## Problem to solve
Repeat every line of the data verbatim.

*** Opening of Supplied records ***

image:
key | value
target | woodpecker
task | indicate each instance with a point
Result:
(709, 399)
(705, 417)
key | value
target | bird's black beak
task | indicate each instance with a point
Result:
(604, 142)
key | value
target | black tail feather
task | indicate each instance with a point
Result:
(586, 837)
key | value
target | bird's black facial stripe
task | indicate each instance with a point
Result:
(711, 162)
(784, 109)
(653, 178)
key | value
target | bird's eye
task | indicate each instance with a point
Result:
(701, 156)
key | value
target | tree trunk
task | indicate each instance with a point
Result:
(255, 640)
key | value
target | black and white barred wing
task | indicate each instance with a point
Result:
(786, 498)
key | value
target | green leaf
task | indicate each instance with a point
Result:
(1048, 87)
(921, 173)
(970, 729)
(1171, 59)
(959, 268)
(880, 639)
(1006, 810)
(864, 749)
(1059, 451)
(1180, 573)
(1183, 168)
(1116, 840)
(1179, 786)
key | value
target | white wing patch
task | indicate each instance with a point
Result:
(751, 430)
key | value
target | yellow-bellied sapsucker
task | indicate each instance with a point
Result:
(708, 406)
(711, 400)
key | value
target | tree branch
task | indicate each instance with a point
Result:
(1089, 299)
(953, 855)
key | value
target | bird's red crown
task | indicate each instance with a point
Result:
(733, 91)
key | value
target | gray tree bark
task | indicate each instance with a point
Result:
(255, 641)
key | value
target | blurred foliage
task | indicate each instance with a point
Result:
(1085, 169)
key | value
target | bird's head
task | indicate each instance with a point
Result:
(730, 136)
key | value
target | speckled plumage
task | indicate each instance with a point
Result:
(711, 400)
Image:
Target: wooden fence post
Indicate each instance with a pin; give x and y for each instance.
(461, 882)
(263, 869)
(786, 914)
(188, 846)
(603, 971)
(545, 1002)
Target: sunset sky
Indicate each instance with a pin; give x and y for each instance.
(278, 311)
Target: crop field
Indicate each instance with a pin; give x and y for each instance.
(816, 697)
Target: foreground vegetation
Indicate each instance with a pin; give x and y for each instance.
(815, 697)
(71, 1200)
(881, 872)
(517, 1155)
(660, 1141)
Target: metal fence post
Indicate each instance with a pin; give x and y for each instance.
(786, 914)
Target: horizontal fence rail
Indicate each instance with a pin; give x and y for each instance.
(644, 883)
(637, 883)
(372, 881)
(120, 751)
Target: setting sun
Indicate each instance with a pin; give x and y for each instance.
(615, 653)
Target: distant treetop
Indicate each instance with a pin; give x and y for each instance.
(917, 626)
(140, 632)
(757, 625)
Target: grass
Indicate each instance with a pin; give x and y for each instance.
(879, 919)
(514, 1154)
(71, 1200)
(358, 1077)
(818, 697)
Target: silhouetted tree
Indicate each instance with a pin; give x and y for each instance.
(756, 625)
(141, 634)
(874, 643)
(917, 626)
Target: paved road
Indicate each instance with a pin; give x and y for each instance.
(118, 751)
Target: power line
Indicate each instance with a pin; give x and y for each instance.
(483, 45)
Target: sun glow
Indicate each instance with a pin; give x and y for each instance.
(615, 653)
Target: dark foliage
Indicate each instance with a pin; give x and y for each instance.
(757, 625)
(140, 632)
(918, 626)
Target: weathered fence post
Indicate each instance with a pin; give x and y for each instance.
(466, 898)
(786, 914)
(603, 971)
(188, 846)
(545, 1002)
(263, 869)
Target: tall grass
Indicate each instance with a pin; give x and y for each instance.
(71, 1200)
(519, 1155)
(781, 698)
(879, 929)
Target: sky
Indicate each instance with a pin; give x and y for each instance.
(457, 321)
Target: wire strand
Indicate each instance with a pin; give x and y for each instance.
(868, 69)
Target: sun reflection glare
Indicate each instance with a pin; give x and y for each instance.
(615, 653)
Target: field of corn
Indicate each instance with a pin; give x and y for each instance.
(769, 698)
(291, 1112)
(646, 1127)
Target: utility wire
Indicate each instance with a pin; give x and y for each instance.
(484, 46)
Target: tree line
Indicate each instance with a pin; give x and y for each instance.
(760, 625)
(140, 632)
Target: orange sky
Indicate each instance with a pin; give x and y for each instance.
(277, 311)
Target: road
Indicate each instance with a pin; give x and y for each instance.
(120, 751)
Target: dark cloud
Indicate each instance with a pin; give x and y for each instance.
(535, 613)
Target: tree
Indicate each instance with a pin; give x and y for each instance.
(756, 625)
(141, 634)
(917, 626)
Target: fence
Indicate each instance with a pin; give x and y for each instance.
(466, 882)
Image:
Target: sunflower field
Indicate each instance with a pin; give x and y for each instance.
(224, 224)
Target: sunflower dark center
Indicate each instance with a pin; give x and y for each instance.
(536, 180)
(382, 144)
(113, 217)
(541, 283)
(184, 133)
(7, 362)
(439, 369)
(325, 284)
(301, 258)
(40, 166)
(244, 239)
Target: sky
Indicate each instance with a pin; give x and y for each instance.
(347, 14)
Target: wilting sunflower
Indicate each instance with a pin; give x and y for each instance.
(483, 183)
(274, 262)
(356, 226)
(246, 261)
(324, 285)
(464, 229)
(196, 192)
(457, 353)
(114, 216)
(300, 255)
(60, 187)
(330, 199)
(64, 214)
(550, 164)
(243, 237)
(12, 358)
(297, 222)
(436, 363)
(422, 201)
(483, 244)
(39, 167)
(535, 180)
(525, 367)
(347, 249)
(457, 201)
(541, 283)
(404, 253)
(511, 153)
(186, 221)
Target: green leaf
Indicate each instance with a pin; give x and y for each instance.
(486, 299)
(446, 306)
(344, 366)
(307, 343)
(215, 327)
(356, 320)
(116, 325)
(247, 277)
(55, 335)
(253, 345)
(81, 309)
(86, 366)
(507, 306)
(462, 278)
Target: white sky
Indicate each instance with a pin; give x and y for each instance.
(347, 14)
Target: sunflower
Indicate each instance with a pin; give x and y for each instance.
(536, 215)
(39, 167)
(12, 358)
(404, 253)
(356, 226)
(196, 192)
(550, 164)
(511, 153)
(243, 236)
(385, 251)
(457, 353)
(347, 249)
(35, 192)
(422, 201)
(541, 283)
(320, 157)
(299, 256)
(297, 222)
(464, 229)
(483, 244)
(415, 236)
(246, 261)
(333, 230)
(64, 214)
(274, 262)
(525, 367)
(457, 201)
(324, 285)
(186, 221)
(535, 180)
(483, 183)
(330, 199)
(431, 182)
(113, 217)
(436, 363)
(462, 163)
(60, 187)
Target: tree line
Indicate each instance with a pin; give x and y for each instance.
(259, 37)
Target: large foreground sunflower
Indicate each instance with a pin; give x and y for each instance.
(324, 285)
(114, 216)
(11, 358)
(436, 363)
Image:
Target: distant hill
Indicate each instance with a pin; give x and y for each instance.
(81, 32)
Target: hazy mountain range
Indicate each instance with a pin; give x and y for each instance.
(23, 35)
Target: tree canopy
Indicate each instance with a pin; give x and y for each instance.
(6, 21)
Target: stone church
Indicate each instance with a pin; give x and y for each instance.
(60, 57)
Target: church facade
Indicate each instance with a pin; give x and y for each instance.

*** Close of Supplied records ***

## Exercise solution
image:
key | value
target | woodpecker
task | indicate each instance with a point
Result:
(709, 399)
(705, 417)
key | value
target | bird's black beak
task | indicate each instance with a point
Result:
(604, 142)
key | value
target | black tail feather
task | indicate each instance with a point
Result:
(586, 837)
key | value
target | bird's black facial stripe
task | indicate each instance with a point
Result:
(711, 162)
(784, 109)
(653, 178)
key | value
target | bird's eye
task | indicate each instance with a point
Result:
(701, 156)
key | value
target | tree trunk
task | indicate each instance with a point
Result:
(255, 640)
key | value
target | black and white barred wing
task | indicate each instance with a point
Result:
(786, 498)
key | value
target | green leaf
task | indicate each instance with a point
Result:
(1048, 87)
(921, 173)
(970, 729)
(1171, 59)
(959, 268)
(880, 639)
(1006, 810)
(864, 749)
(1059, 451)
(1180, 573)
(1183, 168)
(1116, 840)
(1179, 786)
key | value
target | white wing patch
task | indicate each instance with a point
Result:
(751, 430)
key | value
target | yellow-bellied sapsucker
task | indicate each instance with a point
Result:
(708, 406)
(711, 400)
key | value
target | tree branch
task | indicate each instance with a point
Result:
(1089, 299)
(953, 855)
key | value
target | bird's red crown
task | indicate each instance with a point
Result:
(733, 91)
key | value
target | gray tree bark
task | indicate each instance with a point
Result:
(255, 641)
key | value
target | blurred foliage
task | indicate each instance with a point
Result:
(1085, 169)
key | value
target | bird's head
task | indicate each instance with a point
Result:
(730, 136)
key | value
target | speckled plumage
task | indicate each instance with a point
Result:
(711, 400)
Image:
Target: wooden fence post
Indicate each instance with a pin; give x and y for each instance.
(461, 882)
(263, 869)
(786, 914)
(188, 846)
(603, 971)
(545, 1002)
Target: sunset sky
Indicate each instance with a pin; give x and y for each instance.
(278, 311)
Target: crop field
Indicate each instance with a pin; give x and y for each instance.
(816, 697)
Target: foreground vegetation
Indicate each instance with a pin; give x and y for each instance.
(815, 697)
(71, 1200)
(881, 872)
(517, 1155)
(660, 1141)
Target: metal fence post
Indicate each instance with a pin; give x and y for each instance.
(786, 914)
Target: horizontal fence rail
Indicate each instance with a pin; give x and y for each instance.
(644, 883)
(637, 883)
(372, 881)
(120, 751)
Target: setting sun
Indicate each instance with a pin; give x and y for each instance.
(615, 653)
Target: distant treetop
Indicate each instance with a pin; give x and y for each instance.
(917, 626)
(140, 632)
(757, 625)
Target: grass
Indicate each instance with a pin; give x and y for each instance.
(879, 919)
(514, 1154)
(71, 1200)
(358, 1077)
(818, 697)
Target: silhouetted tree
Indicate each instance with a pin; give x and y for each instance.
(756, 625)
(141, 634)
(874, 643)
(917, 626)
Target: paved road
Indicate each instance with a pin; give x and y for each instance.
(118, 751)
Target: power line
Indicate each instance with a pin; give x and y for each instance.
(483, 45)
Target: sun glow
Indicate each instance with a pin; give x and y for each instance.
(615, 653)
Target: dark foliage
Indicate each instance with a pin; give x and y for each instance.
(757, 625)
(140, 632)
(918, 626)
Target: weathered fence post
Indicate each instance with a pin; give x and y for each instance.
(466, 898)
(786, 914)
(603, 971)
(188, 846)
(545, 1002)
(263, 869)
Target: tall grass
Indicate each instance with a pin; give x and y for each instance.
(71, 1200)
(519, 1155)
(781, 698)
(879, 929)
Target: sky
Indicate each instance with a pin; give x and y for each instance.
(457, 321)
Target: wire strand
Indicate each instance with a pin; give x and y for each instance.
(868, 69)
Target: sun reflection glare
Indicate each instance with a pin; give x and y for each instance.
(615, 653)
Target: field of corn
Indicate each instance with a pin; give x and y for each instance.
(769, 698)
(291, 1112)
(646, 1127)
Target: utility wire
Indicate each instance with a pin; give x and y for each instance.
(484, 46)
Target: tree line
Indicate each instance with a pin; give x and y for each instance.
(760, 625)
(140, 632)
Target: orange sky
Indicate each instance with a pin; give x and y for each instance.
(277, 311)
Target: road
Indicate each instance with a pin; give x and y for each instance.
(120, 751)
Target: dark cloud
Indicate each instance with a pin; give x and y for each instance.
(535, 613)
Target: tree
Indicate each instance with a pin; give x and y for each instance.
(756, 625)
(141, 634)
(917, 626)
Target: fence
Indicate each instance with a pin; give x and y for each instance.
(466, 882)
Image:
Target: sunflower field
Indicate each instance with a pin; give x and y for each instance.
(224, 224)
Target: sunflower dark center
Indicate each instance with a pin; give x and y for each instance.
(536, 180)
(382, 144)
(113, 217)
(541, 283)
(184, 133)
(7, 362)
(439, 369)
(325, 284)
(301, 258)
(40, 166)
(244, 239)
Target: sky
Indicate each instance with a pin; give x and y for each instance.
(347, 14)
Target: wilting sunflower
Indicate each instance with a pin; give x and y for each instance.
(483, 183)
(274, 262)
(356, 226)
(246, 261)
(324, 285)
(464, 229)
(196, 192)
(457, 353)
(114, 216)
(300, 255)
(60, 187)
(330, 199)
(64, 214)
(550, 164)
(243, 237)
(12, 358)
(297, 222)
(436, 363)
(422, 201)
(483, 244)
(39, 167)
(535, 180)
(525, 367)
(347, 249)
(457, 201)
(541, 283)
(404, 253)
(511, 153)
(186, 221)
Target: green leaf
Indicate each instance with a pin; give x and y for each instance.
(486, 299)
(446, 306)
(344, 366)
(307, 343)
(215, 327)
(356, 320)
(116, 325)
(247, 277)
(55, 335)
(253, 345)
(81, 309)
(86, 366)
(507, 306)
(462, 278)
Target: white sky
Indicate each instance with a pin; give x and y for each instance.
(347, 14)
Target: sunflower
Indicate each instance with a pin; give x and y for each instance.
(536, 215)
(39, 167)
(12, 358)
(404, 253)
(356, 226)
(196, 192)
(550, 164)
(511, 153)
(243, 236)
(385, 251)
(457, 353)
(347, 249)
(35, 192)
(422, 201)
(541, 283)
(320, 157)
(299, 256)
(297, 222)
(464, 229)
(483, 244)
(415, 236)
(246, 261)
(333, 230)
(64, 214)
(274, 262)
(525, 367)
(457, 201)
(324, 285)
(186, 221)
(535, 180)
(483, 183)
(330, 199)
(431, 182)
(113, 217)
(436, 363)
(462, 163)
(60, 187)
Target: tree line
Indicate each instance with a pin; give x and y for each instance.
(259, 37)
Target: large foreground sunflower
Indicate each instance with a pin; give x and y for each instance.
(324, 285)
(114, 216)
(11, 358)
(436, 363)
Image:
Target: distant hill
Indicate each instance with a pin; give x and y for each instance.
(81, 32)
Target: hazy mountain range
Indicate each instance with a pin; give x and y for each instance.
(23, 35)
Target: tree canopy
Indicate each instance with a pin; give x and y for each instance.
(6, 21)
Target: stone church
Indicate each instance with a pin; give x and y for each instance.
(60, 57)
Target: church facade
Indicate each instance with a pin; give x and y for each instance.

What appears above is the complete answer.